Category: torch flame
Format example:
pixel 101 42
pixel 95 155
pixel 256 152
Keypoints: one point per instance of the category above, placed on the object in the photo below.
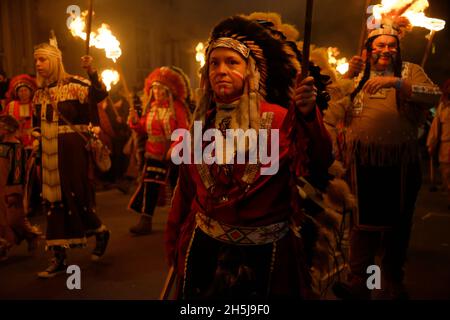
pixel 341 65
pixel 102 39
pixel 110 77
pixel 200 55
pixel 414 13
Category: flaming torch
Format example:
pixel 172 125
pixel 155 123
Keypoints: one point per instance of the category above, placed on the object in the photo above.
pixel 413 10
pixel 200 54
pixel 102 39
pixel 111 77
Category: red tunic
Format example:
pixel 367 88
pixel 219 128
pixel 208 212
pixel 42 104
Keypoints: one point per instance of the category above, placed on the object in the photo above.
pixel 25 120
pixel 265 201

··········

[PROBLEM TO SOLVE]
Could you print every one of the entries above again, line for line and unchanged, but without the pictures?

[EXERCISE RESULT]
Category: torch flame
Format example:
pixel 101 42
pixel 95 155
pixel 256 152
Keypoints: one point per instance of the category above, placed on the object in the photo below.
pixel 341 65
pixel 102 39
pixel 110 77
pixel 200 55
pixel 414 13
Category: flaming torch
Format example:
pixel 172 125
pixel 155 123
Keypoints: one point per instance of the category above, placed on the object in the photo above.
pixel 413 10
pixel 200 54
pixel 102 39
pixel 111 77
Category: red tunic
Format example:
pixel 367 88
pixel 219 128
pixel 208 212
pixel 42 104
Keypoints: one point per instance of the category above, placed on the object in the photo above.
pixel 25 120
pixel 265 201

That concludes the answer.